PROBLEM DESCRIPTION ▸
The records below are to be restated word for word, with their images omitted.

(Source data)
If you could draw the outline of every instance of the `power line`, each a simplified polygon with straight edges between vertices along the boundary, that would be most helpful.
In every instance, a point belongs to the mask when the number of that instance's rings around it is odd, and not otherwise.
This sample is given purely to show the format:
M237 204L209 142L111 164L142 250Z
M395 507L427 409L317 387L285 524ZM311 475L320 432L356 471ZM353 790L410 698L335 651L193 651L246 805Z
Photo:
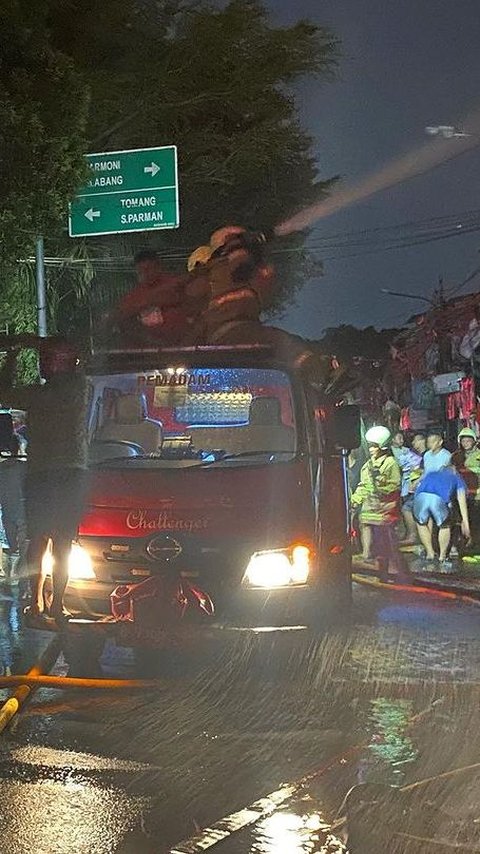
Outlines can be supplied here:
M449 298L451 299L451 298L452 298L452 297L454 297L456 294L458 294L460 291L462 291L462 290L463 290L463 288L464 288L466 285L470 284L470 282L472 282L472 281L473 281L473 279L476 279L476 277L477 277L479 274L480 274L480 267L476 267L476 269L475 269L475 270L472 270L472 272L468 274L468 276L463 280L463 282L461 282L461 283L458 285L458 287L456 287L453 291L451 291L451 293L450 293L450 295L449 295Z
M423 246L423 245L428 244L428 243L435 243L439 240L448 240L451 237L459 237L461 235L472 234L472 233L475 233L477 231L480 231L480 223L478 223L475 226L472 226L471 228L463 229L461 232L452 231L452 232L449 232L449 233L447 232L444 234L436 234L436 235L432 234L429 237L425 236L423 238L417 238L414 240L410 239L410 240L398 241L396 243L390 243L390 244L385 243L383 245L377 245L377 246L371 246L370 245L370 246L363 247L363 251L349 252L348 254L346 254L345 252L339 254L337 252L334 255L321 255L321 260L322 261L338 261L338 260L343 260L343 259L348 259L348 258L359 258L359 257L366 256L366 255L374 255L374 254L378 254L380 252L388 252L388 251L391 251L394 249L411 249L411 248L414 248L416 246ZM331 246L329 248L334 249L336 247ZM348 249L348 246L339 247L339 248Z
M459 221L463 220L463 221ZM480 230L480 209L466 211L463 214L450 214L441 217L430 217L407 223L382 226L372 229L361 229L356 231L338 232L336 234L317 237L314 243L299 246L273 246L272 255L282 256L297 254L299 252L322 253L321 260L341 260L347 258L358 258L363 255L387 252L392 249L408 249L438 240L447 240L465 234L471 234ZM333 255L325 253L338 250ZM352 251L353 250L353 251ZM159 250L158 255L166 262L184 262L188 258L190 250L183 247L172 247L171 249ZM33 263L33 258L25 259ZM107 255L90 256L87 258L65 258L61 256L49 256L46 263L52 267L70 267L72 269L91 266L94 270L124 272L132 269L132 257L130 255ZM476 274L476 273L475 273ZM472 274L473 278L473 274ZM459 285L461 290L470 277Z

ANSWER BOX ▸
If you could draw the outline of every instance of the `power line`, each a simplified polygon with straight edges between vertices along the boundary, that would be most helpful.
In every instance, a point belongs to the mask when the number of that instance's rings around it is odd, and not otherwise.
This sample is given purely to show the format:
M237 204L209 142L111 164L142 250Z
M395 507L427 409L317 387L285 524ZM311 475L320 432L356 471ZM353 790L410 698L335 651L193 651L246 805Z
Photo:
Outlines can be supplied here:
M449 298L451 299L451 298L452 298L452 297L454 297L456 294L458 294L460 291L462 291L462 290L463 290L463 288L464 288L466 285L470 284L470 282L472 282L472 281L473 281L473 279L476 279L476 277L477 277L479 274L480 274L480 267L476 267L476 269L475 269L475 270L472 270L472 272L468 274L468 276L463 280L463 282L461 282L461 283L458 285L458 287L456 287L453 291L451 291L451 293L450 293L450 295L449 295Z
M423 246L423 245L428 244L428 243L435 243L439 240L448 240L451 237L459 237L461 235L472 234L472 233L475 233L477 231L480 231L480 223L478 223L475 226L472 226L471 228L463 229L461 232L452 231L452 232L449 232L449 233L447 232L444 234L436 234L436 235L432 234L429 237L425 236L423 238L417 238L414 240L410 239L410 240L398 241L396 243L390 243L390 244L385 243L383 245L377 245L377 246L371 246L370 245L370 246L363 247L363 251L349 252L348 254L346 254L345 252L339 254L337 252L334 255L321 255L321 260L322 261L338 261L338 260L343 260L343 259L348 259L348 258L359 258L359 257L366 256L366 255L374 255L374 254L378 254L380 252L388 252L388 251L391 251L394 249L411 249L411 248L414 248L416 246ZM331 246L329 248L334 249L336 247ZM348 249L348 246L339 247L339 248Z
M459 221L463 220L463 221ZM480 230L480 209L466 211L463 214L450 214L441 217L430 217L407 223L382 226L372 229L361 229L356 231L338 232L336 234L317 237L314 243L299 246L273 246L272 255L282 256L297 254L299 252L322 253L321 260L341 260L347 258L358 258L363 255L387 252L392 249L408 249L438 240L447 240L465 234L471 234ZM333 255L325 253L338 250ZM352 251L353 250L353 251ZM159 250L158 255L166 262L184 262L188 258L190 250L183 247L172 247L171 249ZM33 263L33 258L25 259ZM107 255L90 256L87 258L65 258L61 256L49 256L46 263L52 267L70 267L72 269L91 266L94 270L124 272L132 269L132 257L130 255ZM476 274L476 273L475 273ZM472 274L473 278L473 274ZM459 285L461 290L470 277Z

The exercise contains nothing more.